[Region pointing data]
⁂
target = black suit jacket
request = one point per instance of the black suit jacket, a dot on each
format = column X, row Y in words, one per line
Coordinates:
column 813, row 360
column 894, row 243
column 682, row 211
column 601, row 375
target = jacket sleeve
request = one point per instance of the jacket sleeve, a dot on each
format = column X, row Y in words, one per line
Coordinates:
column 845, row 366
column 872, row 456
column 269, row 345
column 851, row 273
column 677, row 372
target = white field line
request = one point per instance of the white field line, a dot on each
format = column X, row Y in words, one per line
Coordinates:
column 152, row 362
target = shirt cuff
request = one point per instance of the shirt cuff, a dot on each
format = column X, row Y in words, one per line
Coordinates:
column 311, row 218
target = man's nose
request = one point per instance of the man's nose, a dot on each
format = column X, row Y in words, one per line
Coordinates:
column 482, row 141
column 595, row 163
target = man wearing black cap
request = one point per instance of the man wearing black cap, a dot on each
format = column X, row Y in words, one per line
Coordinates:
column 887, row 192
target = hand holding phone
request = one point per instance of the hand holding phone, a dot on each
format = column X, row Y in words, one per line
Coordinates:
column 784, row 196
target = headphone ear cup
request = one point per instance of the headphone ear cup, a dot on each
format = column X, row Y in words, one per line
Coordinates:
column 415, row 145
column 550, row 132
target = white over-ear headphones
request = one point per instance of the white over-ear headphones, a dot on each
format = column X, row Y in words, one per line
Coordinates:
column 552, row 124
⁂
Task brief ->
Exactly the lines from the one containing "target = man's nose" through the end of the records above should be returned, with both ends kept.

Output for this task ->
target = man's nose
request = one point per instance of the man's nose, a dot on each
format = column X, row Y in words, one per line
Coordinates:
column 482, row 141
column 595, row 163
target = man wearing black cap
request = one point per instance of the man wearing black cap, a dot on each
format = column X, row Y in words, one per line
Coordinates:
column 887, row 192
target = hand holding phone
request = one point per instance of the hand holding phone, a dot on each
format = column X, row Y in words, one per line
Coordinates:
column 784, row 196
target = headphone ear cup
request = one point per instance of the headphone ear cup, a dot on each
format = column X, row Y in words, one per line
Coordinates:
column 415, row 145
column 550, row 132
target = white over-ear headphones
request = one point per instance of the white over-ear headphones, a dot on each
format = column X, row Y in words, one per line
Coordinates:
column 552, row 124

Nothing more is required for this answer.